***** Data supplied
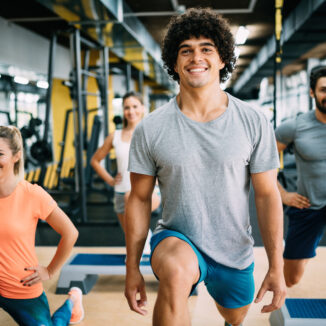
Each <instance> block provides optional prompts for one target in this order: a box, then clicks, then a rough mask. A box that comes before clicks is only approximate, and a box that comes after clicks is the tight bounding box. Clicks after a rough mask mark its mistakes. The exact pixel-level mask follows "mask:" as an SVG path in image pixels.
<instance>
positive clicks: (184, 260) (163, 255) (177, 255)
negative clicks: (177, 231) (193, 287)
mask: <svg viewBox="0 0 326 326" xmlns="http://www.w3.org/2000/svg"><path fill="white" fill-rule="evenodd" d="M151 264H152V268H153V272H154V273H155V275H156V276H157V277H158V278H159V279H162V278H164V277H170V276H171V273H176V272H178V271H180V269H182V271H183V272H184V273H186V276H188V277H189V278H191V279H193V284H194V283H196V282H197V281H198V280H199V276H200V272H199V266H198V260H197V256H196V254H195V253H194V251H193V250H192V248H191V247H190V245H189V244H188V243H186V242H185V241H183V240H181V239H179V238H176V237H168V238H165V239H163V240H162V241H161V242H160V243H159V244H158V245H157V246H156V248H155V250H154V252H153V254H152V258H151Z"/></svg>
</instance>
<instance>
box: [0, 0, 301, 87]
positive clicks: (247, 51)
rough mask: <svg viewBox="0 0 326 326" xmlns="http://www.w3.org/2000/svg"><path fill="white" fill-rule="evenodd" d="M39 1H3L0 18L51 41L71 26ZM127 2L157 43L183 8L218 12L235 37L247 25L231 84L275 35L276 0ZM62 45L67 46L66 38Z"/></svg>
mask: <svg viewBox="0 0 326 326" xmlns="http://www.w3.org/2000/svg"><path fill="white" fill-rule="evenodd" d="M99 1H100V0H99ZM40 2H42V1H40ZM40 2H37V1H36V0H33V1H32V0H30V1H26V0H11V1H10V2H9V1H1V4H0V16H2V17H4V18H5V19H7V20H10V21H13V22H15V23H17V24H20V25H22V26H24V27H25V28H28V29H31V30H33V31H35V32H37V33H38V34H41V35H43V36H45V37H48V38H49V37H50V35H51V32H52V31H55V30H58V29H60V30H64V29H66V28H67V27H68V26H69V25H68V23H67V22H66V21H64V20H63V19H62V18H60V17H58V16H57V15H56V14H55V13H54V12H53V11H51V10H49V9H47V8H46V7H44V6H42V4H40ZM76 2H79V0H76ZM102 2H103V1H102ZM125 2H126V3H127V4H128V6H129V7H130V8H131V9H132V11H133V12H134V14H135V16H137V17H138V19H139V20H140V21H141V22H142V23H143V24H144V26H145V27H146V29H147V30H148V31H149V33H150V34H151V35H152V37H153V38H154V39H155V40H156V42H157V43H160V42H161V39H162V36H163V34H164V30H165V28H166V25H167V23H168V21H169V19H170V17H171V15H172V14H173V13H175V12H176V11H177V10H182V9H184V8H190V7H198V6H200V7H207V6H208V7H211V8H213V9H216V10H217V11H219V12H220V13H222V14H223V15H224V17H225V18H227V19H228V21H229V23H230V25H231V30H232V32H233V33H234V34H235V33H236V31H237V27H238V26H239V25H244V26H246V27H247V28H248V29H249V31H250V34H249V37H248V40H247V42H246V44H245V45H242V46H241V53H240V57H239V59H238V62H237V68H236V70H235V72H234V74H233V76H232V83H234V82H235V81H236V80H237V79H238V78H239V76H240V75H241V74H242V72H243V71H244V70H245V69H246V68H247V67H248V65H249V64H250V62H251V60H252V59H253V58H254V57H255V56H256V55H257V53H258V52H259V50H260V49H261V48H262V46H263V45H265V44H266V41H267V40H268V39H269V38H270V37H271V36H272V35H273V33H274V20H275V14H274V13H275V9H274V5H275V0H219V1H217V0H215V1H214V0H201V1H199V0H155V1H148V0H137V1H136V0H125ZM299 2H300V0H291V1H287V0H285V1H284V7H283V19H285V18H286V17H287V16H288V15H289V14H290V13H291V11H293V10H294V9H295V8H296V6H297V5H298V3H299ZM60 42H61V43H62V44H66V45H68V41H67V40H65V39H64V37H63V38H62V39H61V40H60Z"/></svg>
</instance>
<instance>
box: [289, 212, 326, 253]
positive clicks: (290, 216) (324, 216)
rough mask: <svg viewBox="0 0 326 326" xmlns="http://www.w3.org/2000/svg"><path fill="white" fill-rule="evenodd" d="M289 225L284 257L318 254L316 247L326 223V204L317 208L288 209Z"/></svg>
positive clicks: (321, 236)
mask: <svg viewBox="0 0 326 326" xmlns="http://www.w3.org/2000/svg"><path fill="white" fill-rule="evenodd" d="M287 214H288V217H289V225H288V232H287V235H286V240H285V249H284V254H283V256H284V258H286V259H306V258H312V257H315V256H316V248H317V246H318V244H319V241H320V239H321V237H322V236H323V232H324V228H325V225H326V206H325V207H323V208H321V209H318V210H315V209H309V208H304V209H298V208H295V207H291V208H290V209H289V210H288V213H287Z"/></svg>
**********
***** Data supplied
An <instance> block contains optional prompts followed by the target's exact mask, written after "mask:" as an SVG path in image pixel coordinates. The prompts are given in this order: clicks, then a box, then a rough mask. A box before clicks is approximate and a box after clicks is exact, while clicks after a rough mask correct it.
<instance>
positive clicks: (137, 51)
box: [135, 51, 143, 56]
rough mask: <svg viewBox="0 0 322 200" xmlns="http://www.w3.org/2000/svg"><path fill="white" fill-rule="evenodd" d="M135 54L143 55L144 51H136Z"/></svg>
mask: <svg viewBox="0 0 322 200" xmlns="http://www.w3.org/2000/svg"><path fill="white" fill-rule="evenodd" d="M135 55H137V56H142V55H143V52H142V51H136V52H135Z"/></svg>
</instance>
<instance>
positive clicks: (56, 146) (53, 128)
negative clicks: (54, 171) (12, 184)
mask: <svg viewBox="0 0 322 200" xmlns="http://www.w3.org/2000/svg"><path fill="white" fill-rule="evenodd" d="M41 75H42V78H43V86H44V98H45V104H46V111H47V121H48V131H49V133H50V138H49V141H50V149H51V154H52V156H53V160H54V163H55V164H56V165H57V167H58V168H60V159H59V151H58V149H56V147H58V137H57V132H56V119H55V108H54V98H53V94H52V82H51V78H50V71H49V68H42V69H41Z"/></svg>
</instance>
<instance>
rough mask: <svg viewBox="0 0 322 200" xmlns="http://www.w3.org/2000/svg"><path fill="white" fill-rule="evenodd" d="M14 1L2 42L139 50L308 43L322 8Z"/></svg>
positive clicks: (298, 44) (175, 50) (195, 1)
**********
***** Data supplied
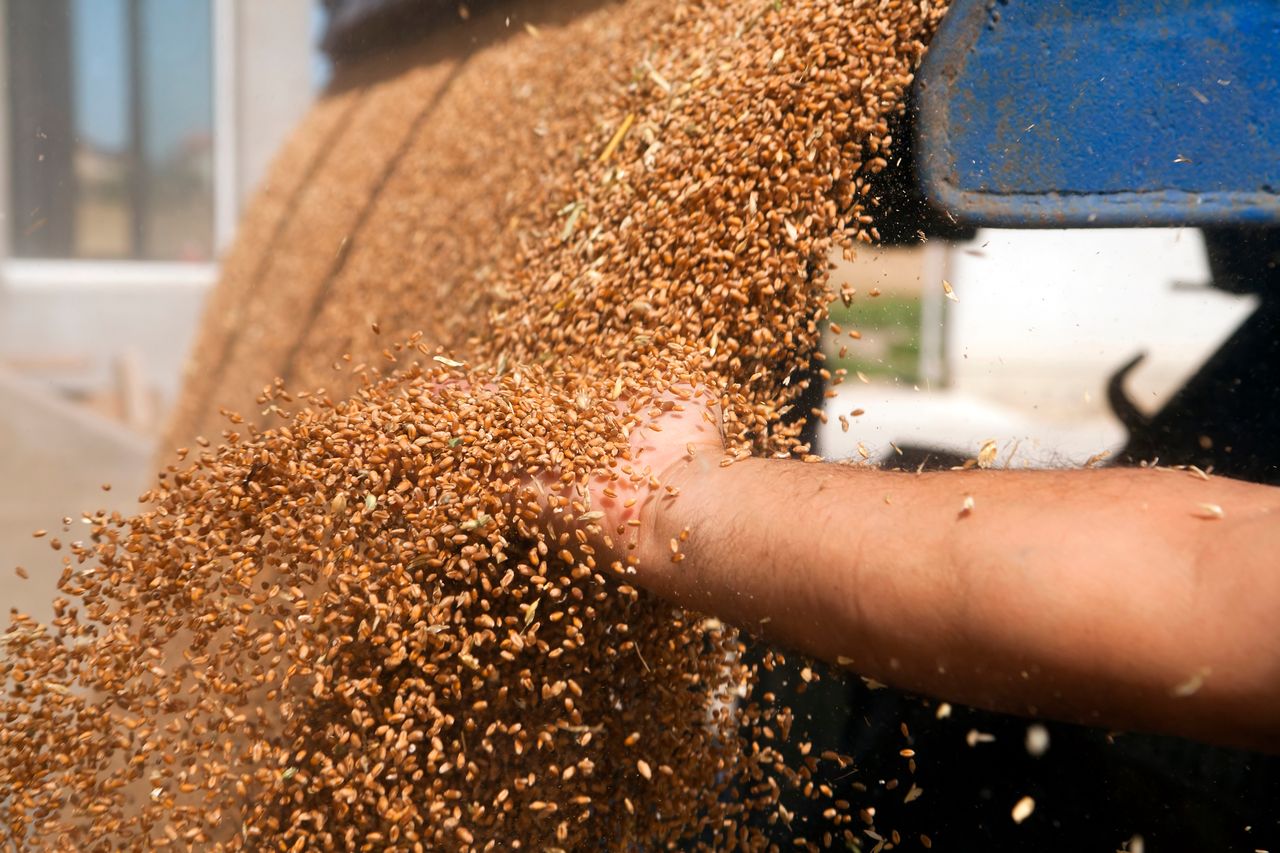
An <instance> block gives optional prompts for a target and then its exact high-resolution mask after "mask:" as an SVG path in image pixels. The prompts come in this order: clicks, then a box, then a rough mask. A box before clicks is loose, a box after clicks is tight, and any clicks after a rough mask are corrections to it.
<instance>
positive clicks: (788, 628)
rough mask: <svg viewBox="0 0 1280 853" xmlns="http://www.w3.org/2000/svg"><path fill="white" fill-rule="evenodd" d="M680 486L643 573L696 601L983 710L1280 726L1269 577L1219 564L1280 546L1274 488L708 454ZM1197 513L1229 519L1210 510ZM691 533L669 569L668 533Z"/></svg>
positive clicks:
**********
Task:
Using the entries above, repeat only the lines from the one containing "1L2 42L139 50L308" through the one containing "positive clicks: (298, 44) (175, 50) (195, 1)", end lines included.

Task result:
rough mask: <svg viewBox="0 0 322 200" xmlns="http://www.w3.org/2000/svg"><path fill="white" fill-rule="evenodd" d="M14 1L2 42L139 50L308 43L322 8Z"/></svg>
positive clicks: (298, 44) (175, 50) (195, 1)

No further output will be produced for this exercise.